#### AIM OF THE TASK
Your response should give back each record exactly, word for word.

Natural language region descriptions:
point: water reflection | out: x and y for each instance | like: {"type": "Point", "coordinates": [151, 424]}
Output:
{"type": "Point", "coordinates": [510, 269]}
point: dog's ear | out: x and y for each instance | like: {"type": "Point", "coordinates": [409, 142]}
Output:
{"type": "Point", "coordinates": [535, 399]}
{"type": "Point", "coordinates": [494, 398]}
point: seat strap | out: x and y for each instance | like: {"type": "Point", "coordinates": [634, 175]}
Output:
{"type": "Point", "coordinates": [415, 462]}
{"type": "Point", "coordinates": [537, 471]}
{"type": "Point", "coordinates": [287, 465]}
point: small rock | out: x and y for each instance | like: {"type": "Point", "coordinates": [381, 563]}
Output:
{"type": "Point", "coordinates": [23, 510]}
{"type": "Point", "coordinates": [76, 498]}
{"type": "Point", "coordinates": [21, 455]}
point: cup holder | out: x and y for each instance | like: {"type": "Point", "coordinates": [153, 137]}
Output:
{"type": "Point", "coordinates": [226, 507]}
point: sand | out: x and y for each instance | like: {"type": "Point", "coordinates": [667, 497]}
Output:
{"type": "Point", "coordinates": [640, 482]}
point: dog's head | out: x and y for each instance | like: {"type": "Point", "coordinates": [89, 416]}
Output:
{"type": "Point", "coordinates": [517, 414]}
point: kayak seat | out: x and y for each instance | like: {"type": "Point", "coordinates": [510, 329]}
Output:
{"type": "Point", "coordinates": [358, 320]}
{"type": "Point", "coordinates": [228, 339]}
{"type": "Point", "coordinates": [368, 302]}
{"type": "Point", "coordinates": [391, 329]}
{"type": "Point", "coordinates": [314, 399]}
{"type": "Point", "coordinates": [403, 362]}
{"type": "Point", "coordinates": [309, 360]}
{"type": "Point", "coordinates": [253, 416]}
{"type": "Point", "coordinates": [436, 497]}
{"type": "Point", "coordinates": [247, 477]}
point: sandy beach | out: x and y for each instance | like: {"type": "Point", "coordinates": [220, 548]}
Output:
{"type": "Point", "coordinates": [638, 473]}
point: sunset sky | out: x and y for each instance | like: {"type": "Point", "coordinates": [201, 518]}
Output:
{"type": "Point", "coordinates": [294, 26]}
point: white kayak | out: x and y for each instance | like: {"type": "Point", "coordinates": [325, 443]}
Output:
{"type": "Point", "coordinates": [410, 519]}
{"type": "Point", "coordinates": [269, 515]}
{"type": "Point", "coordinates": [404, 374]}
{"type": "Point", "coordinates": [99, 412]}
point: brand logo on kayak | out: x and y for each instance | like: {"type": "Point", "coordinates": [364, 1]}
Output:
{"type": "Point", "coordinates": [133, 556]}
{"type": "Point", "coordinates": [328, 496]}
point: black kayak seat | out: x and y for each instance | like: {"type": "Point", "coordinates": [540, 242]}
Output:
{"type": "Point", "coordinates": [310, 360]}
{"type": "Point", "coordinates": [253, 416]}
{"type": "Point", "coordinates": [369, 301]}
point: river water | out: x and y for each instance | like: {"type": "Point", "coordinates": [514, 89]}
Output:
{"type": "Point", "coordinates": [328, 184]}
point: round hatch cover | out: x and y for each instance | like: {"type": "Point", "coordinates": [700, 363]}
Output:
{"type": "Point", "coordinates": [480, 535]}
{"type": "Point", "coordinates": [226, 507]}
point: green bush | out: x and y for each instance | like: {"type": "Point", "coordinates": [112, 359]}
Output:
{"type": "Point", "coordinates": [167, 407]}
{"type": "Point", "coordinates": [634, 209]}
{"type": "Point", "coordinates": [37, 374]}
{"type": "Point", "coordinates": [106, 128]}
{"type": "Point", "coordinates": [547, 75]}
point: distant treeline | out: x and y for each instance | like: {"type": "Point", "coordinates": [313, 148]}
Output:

#### EXERCISE SOLUTION
point: water reflection | out: x and y for each instance | like: {"type": "Point", "coordinates": [151, 424]}
Output:
{"type": "Point", "coordinates": [510, 269]}
point: dog's ear | out: x and y for each instance | like: {"type": "Point", "coordinates": [409, 142]}
Output:
{"type": "Point", "coordinates": [535, 399]}
{"type": "Point", "coordinates": [494, 398]}
point: seat strap | out: x and y for each instance | like: {"type": "Point", "coordinates": [634, 175]}
Output:
{"type": "Point", "coordinates": [415, 462]}
{"type": "Point", "coordinates": [537, 471]}
{"type": "Point", "coordinates": [287, 465]}
point: small rock | out: x and y for each instance | like: {"type": "Point", "coordinates": [381, 563]}
Output:
{"type": "Point", "coordinates": [23, 510]}
{"type": "Point", "coordinates": [76, 498]}
{"type": "Point", "coordinates": [21, 455]}
point: cup holder | out: x and y for each instance | like: {"type": "Point", "coordinates": [153, 137]}
Output:
{"type": "Point", "coordinates": [226, 507]}
point: sand | out: x and y for each instance | like: {"type": "Point", "coordinates": [667, 497]}
Output:
{"type": "Point", "coordinates": [640, 482]}
point: dog's head | out: x and y for each instance | like: {"type": "Point", "coordinates": [89, 416]}
Output:
{"type": "Point", "coordinates": [517, 414]}
point: kayak seat | out: x and y for each instance | like: {"type": "Point", "coordinates": [510, 329]}
Output:
{"type": "Point", "coordinates": [358, 320]}
{"type": "Point", "coordinates": [228, 339]}
{"type": "Point", "coordinates": [368, 302]}
{"type": "Point", "coordinates": [391, 329]}
{"type": "Point", "coordinates": [314, 399]}
{"type": "Point", "coordinates": [403, 362]}
{"type": "Point", "coordinates": [309, 360]}
{"type": "Point", "coordinates": [253, 416]}
{"type": "Point", "coordinates": [436, 497]}
{"type": "Point", "coordinates": [247, 477]}
point: sandy beach | out: x and y for each instance | like: {"type": "Point", "coordinates": [220, 548]}
Output:
{"type": "Point", "coordinates": [638, 473]}
point: sunset sky | out: x and y for each instance | like: {"type": "Point", "coordinates": [201, 518]}
Output:
{"type": "Point", "coordinates": [294, 26]}
point: white kayak | out: x and y for each instance | like: {"type": "Point", "coordinates": [325, 443]}
Output:
{"type": "Point", "coordinates": [410, 519]}
{"type": "Point", "coordinates": [269, 515]}
{"type": "Point", "coordinates": [404, 374]}
{"type": "Point", "coordinates": [99, 412]}
point: brand logo on kayak | out: x and y for each instance | like: {"type": "Point", "coordinates": [364, 1]}
Output:
{"type": "Point", "coordinates": [133, 556]}
{"type": "Point", "coordinates": [328, 496]}
point: black kayak seat | out: x and y for each instance | like: {"type": "Point", "coordinates": [540, 242]}
Output:
{"type": "Point", "coordinates": [310, 360]}
{"type": "Point", "coordinates": [253, 416]}
{"type": "Point", "coordinates": [369, 301]}
point: river water | out: x and y for each instance | like: {"type": "Point", "coordinates": [514, 89]}
Output:
{"type": "Point", "coordinates": [328, 184]}
point: round hatch cover | out: x and y for each instance | like: {"type": "Point", "coordinates": [700, 363]}
Output:
{"type": "Point", "coordinates": [480, 535]}
{"type": "Point", "coordinates": [226, 507]}
point: green bush | out: x and y for each instance | like: {"type": "Point", "coordinates": [112, 359]}
Output:
{"type": "Point", "coordinates": [167, 407]}
{"type": "Point", "coordinates": [634, 209]}
{"type": "Point", "coordinates": [37, 374]}
{"type": "Point", "coordinates": [106, 128]}
{"type": "Point", "coordinates": [547, 75]}
point: distant treeline | out: x and y for each instance | like: {"type": "Point", "coordinates": [313, 148]}
Output:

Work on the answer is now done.